### Trecho do documento:
----------------

Estiagem de 2022 reforçou a
importância do auxílio para agricultura da região
Quem trabalha com agricultura sabe
que a atividade é de risco, afinal, é preciso contar com condições
climáticas favoráveis para a safra se desenvolver e vingar. Torcer
e rezar para que intempéries não prejudiquem as plantações até
valem, mas não são suficientes. Por isso, o agricultor José
Leonardo Bassanesi resolveu, há cerca de 15 anos,
contratar seguro agrícola para a produção de uva na
localidade de São Gotardo de Vila Seca.
Antes de aderir, ele lembra ter
perdido safras praticamente inteiras por causa de geada e granizo.
O investimento com tratamento e mão de obra é muito alto, segundo
ele, e o melhor é o antigo mandamento, de prevenir em vez de
remediar.
— O seguro te dá uma tranquilidade.
Na agricultura, a margem de lucro é pequena e geada e granizo
acontecem seguido na nossa região. O cara fica mais tranquilo. Se
acontece, tu tem uma garantia daquilo que tu tá investindo —
entende o produtor, que acionou o seguro pela última vez na
colheita de 2020 devido à geada.
Além de proteger os parreirais,
Bassanesi segurou a propriedade, o que inclui maquinário e casa. As
possibilidades fazem parte do seguro rural, que inclui ainda outras
modalidades, como seguro dos animais e de vida do próprio
agricultor. O produtor pode escolher qual seguro contratar e de
qual sinistro se proteger, explica o corretor André
Moschen.
No ramo de seguro rural desde que
foi implantado no Brasil, há aproximadamente 20 anos, ele percebe
um amadurecimento dos produtores com a percepção da importância da
ferramenta para proteção das plantações.

----------------

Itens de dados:
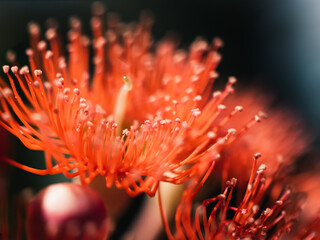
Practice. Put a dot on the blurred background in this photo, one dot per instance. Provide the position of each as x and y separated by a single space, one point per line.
272 44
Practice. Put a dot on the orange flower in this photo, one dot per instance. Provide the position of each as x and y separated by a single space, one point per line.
247 220
280 140
142 117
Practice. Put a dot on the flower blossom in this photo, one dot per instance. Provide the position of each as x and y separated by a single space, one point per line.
141 117
216 218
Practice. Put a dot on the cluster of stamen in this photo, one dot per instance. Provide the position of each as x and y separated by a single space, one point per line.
161 124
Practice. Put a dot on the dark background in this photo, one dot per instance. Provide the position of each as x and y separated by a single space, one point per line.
273 44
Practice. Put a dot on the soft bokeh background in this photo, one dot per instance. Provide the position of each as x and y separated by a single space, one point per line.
272 44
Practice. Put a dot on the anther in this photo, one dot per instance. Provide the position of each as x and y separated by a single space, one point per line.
257 156
76 91
211 135
36 84
197 98
232 80
239 108
5 68
50 33
14 69
42 46
221 107
24 70
37 73
48 55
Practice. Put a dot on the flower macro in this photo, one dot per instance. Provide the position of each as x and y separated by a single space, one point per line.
216 218
141 117
67 211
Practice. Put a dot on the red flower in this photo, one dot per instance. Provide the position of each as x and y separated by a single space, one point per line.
141 118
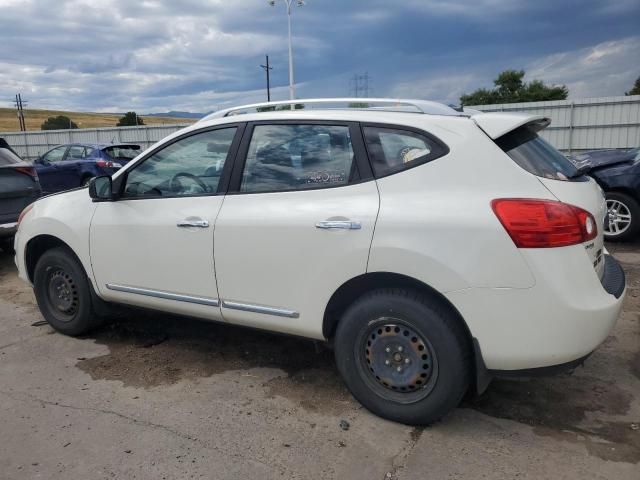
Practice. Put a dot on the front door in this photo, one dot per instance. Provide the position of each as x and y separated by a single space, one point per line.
298 226
154 246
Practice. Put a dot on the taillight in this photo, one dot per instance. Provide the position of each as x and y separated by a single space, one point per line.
27 171
544 223
24 212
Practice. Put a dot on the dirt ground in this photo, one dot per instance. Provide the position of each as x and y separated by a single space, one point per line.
163 397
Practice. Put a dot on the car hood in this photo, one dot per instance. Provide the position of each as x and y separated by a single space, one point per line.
604 158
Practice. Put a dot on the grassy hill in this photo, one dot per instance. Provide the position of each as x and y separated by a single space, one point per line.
35 118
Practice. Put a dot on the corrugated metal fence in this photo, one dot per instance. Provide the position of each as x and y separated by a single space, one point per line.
584 124
577 125
30 145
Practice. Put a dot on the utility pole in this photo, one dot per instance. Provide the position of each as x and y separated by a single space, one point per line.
20 112
360 85
266 69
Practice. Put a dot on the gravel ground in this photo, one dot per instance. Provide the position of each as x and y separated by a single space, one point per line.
157 396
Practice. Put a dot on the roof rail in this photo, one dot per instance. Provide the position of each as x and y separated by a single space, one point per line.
388 104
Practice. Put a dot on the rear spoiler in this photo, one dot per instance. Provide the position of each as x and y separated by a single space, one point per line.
497 124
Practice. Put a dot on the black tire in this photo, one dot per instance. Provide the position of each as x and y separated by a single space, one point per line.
63 293
6 245
441 342
633 208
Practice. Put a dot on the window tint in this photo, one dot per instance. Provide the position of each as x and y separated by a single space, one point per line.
190 166
536 156
55 155
124 152
298 157
75 152
392 150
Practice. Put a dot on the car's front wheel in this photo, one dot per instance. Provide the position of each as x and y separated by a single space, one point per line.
63 293
403 355
623 217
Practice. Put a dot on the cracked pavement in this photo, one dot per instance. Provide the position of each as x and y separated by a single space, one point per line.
153 396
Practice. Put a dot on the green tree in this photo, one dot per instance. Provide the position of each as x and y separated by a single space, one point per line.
510 87
130 119
636 88
61 122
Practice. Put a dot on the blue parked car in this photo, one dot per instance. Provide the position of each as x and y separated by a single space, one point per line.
71 166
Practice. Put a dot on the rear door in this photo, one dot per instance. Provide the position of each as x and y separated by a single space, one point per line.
297 223
18 186
49 170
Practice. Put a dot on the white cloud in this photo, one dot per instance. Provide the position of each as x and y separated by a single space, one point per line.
609 68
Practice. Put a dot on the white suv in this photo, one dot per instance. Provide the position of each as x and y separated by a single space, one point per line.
433 249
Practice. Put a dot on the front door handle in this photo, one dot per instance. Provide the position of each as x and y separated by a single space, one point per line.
194 223
343 224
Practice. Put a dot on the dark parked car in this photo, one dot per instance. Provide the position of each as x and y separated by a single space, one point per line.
19 187
70 166
618 174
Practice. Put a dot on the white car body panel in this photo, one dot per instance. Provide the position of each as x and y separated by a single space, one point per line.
136 244
270 253
527 308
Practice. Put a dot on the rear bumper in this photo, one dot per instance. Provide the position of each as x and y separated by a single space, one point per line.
566 315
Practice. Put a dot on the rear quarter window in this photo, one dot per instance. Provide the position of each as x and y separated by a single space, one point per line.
393 149
536 155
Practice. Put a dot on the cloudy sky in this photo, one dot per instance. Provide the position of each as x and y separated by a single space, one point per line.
200 55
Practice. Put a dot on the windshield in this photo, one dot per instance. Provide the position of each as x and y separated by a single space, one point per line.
536 156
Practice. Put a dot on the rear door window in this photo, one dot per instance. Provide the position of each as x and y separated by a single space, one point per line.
536 156
298 157
394 149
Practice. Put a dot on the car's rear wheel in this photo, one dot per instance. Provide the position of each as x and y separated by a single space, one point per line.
403 355
6 245
623 220
63 293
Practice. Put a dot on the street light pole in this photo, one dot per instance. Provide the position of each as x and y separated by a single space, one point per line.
292 91
267 68
300 3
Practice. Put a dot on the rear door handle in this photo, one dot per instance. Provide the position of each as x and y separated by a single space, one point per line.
194 223
343 224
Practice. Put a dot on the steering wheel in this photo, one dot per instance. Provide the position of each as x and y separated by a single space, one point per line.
174 182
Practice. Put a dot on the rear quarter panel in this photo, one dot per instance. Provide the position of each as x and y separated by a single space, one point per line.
436 223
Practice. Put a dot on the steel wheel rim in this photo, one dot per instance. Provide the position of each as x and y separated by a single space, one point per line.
618 218
62 294
398 361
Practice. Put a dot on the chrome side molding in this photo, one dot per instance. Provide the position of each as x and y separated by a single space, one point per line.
212 302
246 307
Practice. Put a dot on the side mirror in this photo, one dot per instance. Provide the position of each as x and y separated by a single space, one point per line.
101 188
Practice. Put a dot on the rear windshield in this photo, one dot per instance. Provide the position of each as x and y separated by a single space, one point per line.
126 152
7 157
536 156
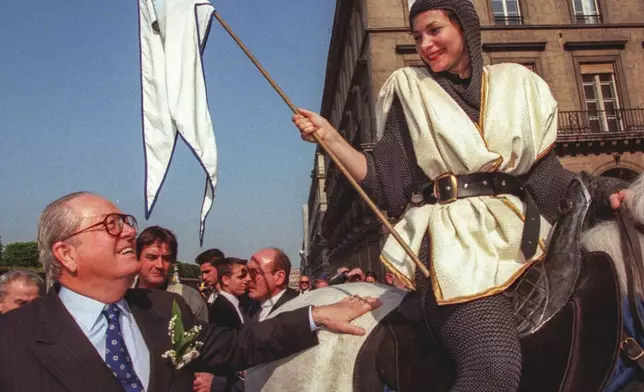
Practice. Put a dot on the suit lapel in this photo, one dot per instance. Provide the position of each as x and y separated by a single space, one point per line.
231 311
154 328
64 351
287 296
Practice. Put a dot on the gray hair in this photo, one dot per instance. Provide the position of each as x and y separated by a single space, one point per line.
605 236
30 278
57 221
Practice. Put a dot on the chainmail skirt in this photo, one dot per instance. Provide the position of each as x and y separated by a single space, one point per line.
479 336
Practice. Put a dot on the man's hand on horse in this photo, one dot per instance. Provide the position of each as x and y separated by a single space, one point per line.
336 317
616 199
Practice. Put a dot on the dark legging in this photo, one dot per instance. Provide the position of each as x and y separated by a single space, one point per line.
481 338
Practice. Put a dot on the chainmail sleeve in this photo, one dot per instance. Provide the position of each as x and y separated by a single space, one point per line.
392 171
548 181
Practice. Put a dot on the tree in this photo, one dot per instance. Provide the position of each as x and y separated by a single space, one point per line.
188 270
21 254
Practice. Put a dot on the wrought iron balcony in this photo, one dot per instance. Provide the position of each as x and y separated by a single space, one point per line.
508 20
588 18
601 124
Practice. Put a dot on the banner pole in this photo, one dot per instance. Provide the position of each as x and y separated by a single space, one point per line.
326 149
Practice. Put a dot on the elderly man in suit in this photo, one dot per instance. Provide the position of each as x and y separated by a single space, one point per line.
269 270
93 334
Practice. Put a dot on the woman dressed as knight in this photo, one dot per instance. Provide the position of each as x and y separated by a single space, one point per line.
482 136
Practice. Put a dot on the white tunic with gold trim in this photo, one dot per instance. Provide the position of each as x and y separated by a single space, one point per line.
474 242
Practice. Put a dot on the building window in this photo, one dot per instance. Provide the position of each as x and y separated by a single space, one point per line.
506 12
586 11
601 97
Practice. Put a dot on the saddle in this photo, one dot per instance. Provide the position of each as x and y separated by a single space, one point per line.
567 309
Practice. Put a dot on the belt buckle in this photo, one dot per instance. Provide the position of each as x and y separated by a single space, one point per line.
452 189
632 343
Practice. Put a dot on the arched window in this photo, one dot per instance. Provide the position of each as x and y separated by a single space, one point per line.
622 173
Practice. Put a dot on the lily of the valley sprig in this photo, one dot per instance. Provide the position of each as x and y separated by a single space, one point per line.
185 348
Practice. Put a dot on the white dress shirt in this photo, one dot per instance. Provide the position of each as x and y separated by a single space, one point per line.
233 300
267 306
87 314
212 297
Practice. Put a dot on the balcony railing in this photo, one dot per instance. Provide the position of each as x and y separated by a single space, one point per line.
508 20
588 18
601 123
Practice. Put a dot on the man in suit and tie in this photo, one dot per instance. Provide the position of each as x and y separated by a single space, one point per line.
269 270
156 250
227 311
304 284
207 262
233 280
93 334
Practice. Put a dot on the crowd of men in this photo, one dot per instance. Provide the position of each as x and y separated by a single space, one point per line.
90 249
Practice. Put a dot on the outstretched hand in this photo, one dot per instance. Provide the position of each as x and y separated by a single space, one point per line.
336 317
616 199
309 123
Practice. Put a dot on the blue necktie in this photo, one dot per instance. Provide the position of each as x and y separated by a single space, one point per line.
116 356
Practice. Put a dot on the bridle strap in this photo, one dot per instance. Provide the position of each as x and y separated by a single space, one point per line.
632 256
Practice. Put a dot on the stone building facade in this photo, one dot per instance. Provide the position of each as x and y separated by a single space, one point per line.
590 52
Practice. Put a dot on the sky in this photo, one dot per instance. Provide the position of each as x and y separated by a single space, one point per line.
70 119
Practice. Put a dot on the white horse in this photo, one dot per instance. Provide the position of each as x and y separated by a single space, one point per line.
605 236
328 366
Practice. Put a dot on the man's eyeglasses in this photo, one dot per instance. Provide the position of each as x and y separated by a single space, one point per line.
253 272
113 224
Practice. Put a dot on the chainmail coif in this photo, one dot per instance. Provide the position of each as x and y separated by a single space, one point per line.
467 95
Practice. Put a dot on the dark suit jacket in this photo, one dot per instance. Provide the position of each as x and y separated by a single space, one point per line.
288 295
43 349
223 313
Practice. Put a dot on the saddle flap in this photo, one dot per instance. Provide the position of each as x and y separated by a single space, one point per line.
545 287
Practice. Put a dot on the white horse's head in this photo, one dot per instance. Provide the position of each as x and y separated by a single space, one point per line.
605 236
329 365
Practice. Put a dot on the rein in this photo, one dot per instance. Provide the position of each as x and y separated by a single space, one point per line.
632 255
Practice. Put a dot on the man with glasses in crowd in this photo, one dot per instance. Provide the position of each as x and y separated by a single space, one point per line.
92 333
269 270
304 284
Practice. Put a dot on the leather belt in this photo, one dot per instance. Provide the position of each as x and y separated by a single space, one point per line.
449 188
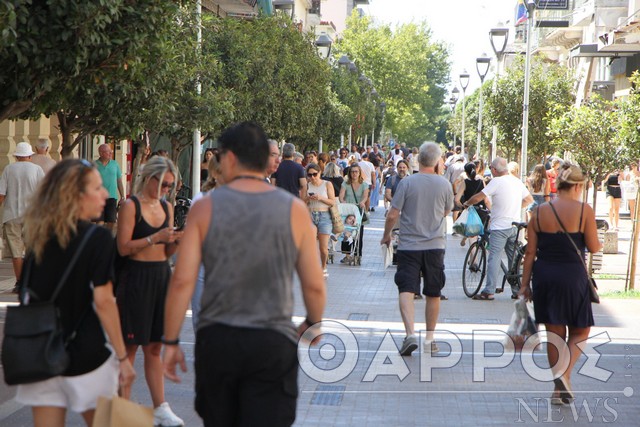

----------------

### Requisitos do exercício:
**a.** Liste todos os números escritos em algarismos no trecho sobre o seguro agrícola.
**b.** Selecione todas as linhas dos itens de dados que contêm a palavra "mirror".

### Resultados:
**a.** 2022, 15, 2020, 20

**b.**
Practice. Put a dot on the side mirror in this photo, one dot per instance. Provide the position of each as x and y separated by a single space, one point per line.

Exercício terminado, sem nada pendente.